**What needs to be done**
Among the entries below, find each line with "rock" and show it.

------ Input material ------

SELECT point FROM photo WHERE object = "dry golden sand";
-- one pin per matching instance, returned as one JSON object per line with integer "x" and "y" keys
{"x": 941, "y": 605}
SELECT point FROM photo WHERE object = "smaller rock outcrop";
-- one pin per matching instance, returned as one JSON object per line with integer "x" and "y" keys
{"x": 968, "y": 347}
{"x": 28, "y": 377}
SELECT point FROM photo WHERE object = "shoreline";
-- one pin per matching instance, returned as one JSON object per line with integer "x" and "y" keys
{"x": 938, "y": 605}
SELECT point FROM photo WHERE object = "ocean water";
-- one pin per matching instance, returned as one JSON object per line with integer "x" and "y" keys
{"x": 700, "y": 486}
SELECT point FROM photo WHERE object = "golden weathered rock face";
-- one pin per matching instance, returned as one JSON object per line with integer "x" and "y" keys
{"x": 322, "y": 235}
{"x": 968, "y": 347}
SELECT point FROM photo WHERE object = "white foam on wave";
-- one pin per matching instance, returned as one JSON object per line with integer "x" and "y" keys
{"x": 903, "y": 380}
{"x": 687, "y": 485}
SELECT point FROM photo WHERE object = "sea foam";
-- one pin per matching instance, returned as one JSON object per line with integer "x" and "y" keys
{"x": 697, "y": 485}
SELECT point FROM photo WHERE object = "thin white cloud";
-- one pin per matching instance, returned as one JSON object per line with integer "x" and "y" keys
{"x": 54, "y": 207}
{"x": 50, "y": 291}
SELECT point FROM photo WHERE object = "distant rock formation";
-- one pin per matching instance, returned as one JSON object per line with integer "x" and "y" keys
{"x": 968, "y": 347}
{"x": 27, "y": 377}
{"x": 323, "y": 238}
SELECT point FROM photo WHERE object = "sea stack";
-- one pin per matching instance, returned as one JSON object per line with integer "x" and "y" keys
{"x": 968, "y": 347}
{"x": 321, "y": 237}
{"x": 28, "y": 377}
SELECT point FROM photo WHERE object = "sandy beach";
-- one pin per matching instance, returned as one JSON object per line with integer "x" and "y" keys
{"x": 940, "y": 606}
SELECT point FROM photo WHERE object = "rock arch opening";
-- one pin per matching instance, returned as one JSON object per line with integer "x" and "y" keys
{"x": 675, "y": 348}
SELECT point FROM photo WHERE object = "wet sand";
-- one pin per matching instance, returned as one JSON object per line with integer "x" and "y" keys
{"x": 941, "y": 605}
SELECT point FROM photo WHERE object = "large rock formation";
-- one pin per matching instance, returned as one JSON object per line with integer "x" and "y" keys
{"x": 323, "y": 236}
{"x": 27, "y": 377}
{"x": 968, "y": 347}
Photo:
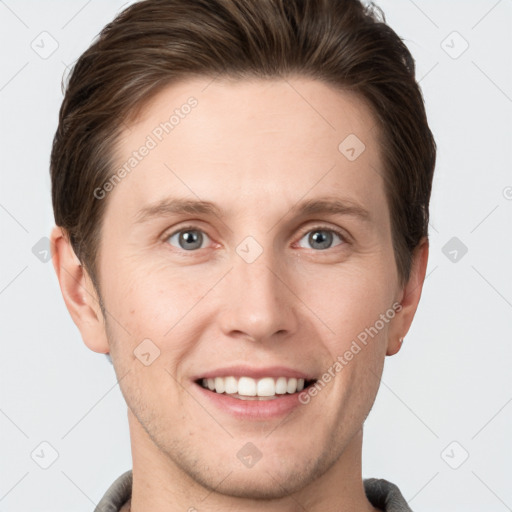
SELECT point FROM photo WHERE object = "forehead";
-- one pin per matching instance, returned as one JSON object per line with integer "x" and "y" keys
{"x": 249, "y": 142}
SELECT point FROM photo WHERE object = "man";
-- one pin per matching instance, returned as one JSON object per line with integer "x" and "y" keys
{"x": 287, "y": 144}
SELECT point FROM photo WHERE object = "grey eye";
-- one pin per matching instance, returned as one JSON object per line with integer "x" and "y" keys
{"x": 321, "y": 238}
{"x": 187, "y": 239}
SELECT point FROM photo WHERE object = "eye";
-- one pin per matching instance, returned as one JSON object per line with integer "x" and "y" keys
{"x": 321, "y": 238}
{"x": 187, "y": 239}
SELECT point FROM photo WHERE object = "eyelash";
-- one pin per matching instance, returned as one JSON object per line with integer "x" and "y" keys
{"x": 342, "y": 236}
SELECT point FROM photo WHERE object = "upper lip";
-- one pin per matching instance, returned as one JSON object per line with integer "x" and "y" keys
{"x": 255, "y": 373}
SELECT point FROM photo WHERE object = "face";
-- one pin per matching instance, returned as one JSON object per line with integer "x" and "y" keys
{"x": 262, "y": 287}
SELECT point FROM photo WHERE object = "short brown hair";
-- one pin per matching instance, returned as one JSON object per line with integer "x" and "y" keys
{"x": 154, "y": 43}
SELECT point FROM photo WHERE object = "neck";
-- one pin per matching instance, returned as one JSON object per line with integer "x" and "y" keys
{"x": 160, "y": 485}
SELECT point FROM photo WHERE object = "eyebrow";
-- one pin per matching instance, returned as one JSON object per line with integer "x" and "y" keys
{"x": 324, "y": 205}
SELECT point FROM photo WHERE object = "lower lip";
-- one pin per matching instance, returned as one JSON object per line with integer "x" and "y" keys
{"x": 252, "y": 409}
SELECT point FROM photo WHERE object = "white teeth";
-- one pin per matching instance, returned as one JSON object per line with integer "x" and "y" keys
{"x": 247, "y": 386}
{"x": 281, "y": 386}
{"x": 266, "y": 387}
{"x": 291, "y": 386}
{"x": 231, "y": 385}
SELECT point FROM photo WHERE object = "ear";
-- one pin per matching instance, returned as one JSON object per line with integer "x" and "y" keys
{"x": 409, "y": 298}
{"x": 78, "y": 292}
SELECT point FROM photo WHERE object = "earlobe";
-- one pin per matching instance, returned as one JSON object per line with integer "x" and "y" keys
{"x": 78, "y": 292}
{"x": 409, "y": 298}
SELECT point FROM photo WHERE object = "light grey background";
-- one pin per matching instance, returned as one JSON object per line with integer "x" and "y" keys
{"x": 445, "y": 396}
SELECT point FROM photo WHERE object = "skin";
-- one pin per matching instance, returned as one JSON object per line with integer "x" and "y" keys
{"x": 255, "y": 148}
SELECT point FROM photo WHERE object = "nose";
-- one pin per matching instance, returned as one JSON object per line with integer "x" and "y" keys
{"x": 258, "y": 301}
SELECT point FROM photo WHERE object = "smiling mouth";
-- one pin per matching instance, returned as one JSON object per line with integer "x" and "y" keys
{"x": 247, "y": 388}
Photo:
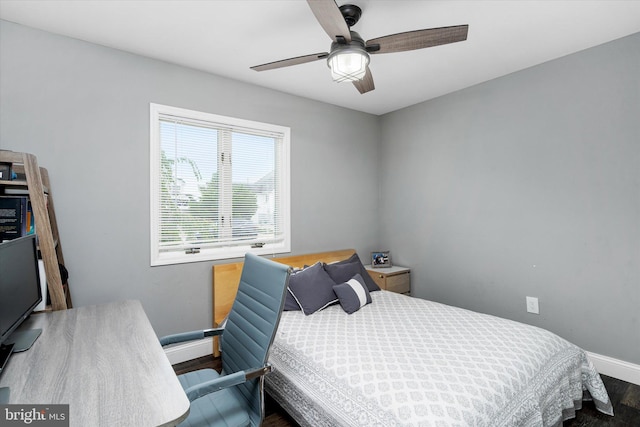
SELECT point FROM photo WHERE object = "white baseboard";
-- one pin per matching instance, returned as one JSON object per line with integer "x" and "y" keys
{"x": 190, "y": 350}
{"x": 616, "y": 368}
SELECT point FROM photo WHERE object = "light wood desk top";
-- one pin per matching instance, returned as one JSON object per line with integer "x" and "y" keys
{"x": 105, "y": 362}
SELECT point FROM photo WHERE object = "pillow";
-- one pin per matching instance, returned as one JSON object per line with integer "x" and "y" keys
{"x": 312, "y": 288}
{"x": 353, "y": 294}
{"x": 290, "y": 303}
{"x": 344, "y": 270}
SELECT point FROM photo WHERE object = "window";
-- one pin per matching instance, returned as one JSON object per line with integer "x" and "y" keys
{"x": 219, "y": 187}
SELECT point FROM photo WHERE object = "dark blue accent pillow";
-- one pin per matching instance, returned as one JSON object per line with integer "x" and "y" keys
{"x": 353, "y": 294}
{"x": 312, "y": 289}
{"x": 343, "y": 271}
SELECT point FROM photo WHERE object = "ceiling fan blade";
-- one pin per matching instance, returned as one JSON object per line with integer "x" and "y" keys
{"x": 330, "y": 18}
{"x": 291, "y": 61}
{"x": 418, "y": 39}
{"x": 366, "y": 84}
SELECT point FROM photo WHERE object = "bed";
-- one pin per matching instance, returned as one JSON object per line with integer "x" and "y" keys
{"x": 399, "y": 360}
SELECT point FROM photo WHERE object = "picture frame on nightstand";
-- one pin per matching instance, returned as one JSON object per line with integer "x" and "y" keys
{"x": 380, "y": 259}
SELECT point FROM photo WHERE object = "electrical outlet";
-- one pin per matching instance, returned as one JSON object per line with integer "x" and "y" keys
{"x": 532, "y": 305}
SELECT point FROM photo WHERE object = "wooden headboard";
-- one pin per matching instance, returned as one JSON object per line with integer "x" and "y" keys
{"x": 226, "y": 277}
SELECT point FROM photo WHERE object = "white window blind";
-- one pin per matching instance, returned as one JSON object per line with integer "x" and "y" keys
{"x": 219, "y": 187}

------
------ Input material ------

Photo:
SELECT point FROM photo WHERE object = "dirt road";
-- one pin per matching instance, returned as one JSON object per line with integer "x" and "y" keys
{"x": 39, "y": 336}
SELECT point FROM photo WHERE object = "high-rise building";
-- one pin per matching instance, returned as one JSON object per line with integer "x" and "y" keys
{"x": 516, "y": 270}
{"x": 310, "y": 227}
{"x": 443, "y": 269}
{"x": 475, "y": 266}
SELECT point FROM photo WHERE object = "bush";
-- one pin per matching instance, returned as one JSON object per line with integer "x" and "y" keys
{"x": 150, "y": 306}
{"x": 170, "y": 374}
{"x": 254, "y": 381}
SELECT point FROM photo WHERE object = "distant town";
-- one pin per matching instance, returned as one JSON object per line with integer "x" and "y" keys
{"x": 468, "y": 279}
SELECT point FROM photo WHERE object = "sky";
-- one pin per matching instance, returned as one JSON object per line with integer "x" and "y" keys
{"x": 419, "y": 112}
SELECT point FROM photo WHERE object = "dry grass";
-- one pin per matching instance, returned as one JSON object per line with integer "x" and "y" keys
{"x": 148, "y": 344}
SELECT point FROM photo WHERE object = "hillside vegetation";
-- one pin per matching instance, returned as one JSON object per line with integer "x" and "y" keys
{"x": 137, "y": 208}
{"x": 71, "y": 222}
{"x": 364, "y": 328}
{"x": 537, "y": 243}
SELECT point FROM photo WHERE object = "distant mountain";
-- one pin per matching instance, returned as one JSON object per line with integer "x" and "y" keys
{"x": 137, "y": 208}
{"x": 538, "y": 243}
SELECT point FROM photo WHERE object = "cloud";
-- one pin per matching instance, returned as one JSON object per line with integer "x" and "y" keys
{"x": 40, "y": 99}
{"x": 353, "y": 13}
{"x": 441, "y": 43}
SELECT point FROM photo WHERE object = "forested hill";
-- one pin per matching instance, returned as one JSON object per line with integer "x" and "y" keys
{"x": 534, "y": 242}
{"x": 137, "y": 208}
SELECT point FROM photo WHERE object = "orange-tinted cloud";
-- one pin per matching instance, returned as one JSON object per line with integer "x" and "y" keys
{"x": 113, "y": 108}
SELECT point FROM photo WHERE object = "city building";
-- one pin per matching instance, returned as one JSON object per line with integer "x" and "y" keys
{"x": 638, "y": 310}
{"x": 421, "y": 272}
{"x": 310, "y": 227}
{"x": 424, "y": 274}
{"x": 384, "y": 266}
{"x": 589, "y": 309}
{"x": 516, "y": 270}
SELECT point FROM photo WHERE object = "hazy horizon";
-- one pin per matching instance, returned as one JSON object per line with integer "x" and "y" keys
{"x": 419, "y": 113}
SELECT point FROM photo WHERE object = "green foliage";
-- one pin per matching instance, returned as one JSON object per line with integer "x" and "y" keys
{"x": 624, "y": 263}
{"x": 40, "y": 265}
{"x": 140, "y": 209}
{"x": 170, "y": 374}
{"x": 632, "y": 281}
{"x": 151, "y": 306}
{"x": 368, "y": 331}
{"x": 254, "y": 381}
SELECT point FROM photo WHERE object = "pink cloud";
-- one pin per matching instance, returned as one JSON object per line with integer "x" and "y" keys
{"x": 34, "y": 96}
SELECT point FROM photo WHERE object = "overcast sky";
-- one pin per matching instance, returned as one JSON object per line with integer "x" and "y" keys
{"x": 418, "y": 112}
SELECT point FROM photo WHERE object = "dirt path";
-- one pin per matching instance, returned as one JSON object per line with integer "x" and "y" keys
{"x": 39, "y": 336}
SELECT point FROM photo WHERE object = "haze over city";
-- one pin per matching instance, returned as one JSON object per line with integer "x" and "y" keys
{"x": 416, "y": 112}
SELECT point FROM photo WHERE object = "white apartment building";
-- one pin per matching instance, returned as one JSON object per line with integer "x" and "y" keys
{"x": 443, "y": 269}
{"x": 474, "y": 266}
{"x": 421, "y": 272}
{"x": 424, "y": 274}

------
------ Input material ------

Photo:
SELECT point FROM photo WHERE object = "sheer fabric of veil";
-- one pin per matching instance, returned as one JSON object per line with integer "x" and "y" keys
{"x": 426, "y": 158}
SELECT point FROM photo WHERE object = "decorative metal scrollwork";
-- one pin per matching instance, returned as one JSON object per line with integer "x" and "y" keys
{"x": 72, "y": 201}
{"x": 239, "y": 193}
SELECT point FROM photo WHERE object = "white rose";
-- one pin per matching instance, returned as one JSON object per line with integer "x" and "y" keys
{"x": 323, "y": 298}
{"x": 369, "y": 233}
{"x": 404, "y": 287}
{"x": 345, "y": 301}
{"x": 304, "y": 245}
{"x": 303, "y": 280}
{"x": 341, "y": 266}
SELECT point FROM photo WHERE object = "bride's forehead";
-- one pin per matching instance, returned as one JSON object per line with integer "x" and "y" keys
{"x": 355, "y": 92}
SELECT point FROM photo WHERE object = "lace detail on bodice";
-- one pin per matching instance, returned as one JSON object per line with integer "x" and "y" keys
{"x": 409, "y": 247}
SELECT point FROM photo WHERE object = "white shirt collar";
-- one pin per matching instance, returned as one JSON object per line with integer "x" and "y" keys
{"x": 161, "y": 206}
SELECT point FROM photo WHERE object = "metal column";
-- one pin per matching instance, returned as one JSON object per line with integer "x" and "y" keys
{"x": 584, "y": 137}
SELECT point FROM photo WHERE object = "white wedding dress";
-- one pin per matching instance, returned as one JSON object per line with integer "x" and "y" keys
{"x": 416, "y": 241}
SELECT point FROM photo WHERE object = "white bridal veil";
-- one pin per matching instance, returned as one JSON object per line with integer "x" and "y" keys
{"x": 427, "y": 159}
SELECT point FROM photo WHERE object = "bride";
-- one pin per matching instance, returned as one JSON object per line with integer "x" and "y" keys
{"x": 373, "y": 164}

------

**Result of the exercise**
SELECT point FROM photo WHERE object = "smaller rock outcrop";
SELECT point FROM photo WHERE object = "golden weathered rock face";
SELECT point FROM photo WHERE object = "distant rock formation";
SELECT point FROM photo WHERE object = "rock arch opening";
SELECT point FROM photo WHERE object = "large rock formation";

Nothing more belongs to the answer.